→ What is expected
Each record, word for word and stripped of pictures, is what the answer should contain.

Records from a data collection
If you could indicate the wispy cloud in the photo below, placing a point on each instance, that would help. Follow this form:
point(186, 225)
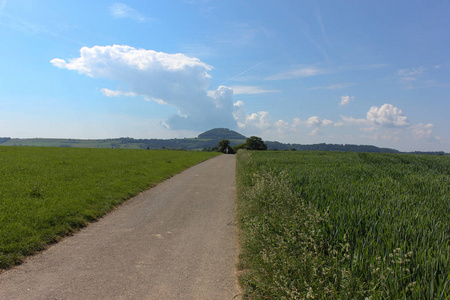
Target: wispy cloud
point(298, 73)
point(251, 90)
point(336, 86)
point(120, 10)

→ Answer box
If you could indicate the wispy cloud in the photo below, placing a point on each instance, that would help. Follow this form:
point(186, 225)
Target: wispy cloud
point(298, 73)
point(251, 90)
point(336, 86)
point(120, 10)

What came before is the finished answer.